Task ▸ Report each line of the material below that contains the word "every". Match case exactly.

Data entries ▸

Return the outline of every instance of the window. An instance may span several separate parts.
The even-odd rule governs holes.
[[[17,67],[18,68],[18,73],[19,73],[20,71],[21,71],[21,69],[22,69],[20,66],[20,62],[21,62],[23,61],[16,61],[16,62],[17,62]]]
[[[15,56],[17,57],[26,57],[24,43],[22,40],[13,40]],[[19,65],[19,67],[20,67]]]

* * *

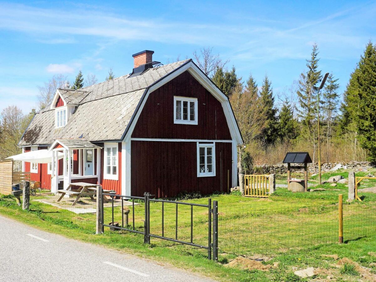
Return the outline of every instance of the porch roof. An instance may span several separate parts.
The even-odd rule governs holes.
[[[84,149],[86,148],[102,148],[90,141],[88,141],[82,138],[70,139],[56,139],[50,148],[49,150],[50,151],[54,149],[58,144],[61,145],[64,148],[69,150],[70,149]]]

* * *

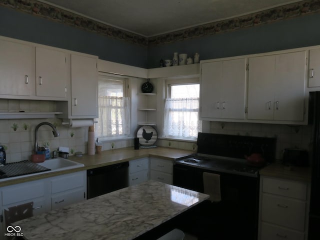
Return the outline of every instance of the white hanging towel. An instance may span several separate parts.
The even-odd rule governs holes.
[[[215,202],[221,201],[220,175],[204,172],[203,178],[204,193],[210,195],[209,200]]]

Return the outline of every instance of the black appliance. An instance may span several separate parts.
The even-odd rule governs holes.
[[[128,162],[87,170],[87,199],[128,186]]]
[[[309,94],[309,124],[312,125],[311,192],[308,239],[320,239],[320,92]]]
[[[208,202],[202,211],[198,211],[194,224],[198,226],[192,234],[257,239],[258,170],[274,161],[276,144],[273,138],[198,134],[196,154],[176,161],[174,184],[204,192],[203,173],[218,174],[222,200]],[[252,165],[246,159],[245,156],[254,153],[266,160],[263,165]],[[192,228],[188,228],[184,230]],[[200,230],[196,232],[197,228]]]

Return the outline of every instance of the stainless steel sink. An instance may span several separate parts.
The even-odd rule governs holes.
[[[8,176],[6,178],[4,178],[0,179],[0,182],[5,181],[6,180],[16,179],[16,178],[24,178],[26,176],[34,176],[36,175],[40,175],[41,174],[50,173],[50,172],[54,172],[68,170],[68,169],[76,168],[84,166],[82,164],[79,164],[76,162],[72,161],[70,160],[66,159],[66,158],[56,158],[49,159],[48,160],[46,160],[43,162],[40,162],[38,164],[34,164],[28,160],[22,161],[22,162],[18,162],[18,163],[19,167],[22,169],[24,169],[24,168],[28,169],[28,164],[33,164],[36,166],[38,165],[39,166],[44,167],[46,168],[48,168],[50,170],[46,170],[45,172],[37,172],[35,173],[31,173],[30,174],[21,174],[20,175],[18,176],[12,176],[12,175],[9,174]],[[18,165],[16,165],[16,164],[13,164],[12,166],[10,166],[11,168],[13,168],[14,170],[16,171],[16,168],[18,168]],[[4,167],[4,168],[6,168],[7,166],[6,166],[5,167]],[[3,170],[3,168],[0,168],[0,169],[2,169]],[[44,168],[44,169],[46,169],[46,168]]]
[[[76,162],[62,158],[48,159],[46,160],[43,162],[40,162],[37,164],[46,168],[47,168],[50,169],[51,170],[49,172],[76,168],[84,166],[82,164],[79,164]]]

Exercise answer ▸
Return the outline of every instance of the window. An instance may span several separate parts.
Return the outline of every instance of the porch roof. An instance may span several separate parts.
Return the outline of every instance of the white hanging towel. An instance may span several separate parts.
Return the outline of every instance of the black appliance. An instance may span several separate parts.
Return the outline of every instance of the stainless steel sink. An instance may span several separate parts.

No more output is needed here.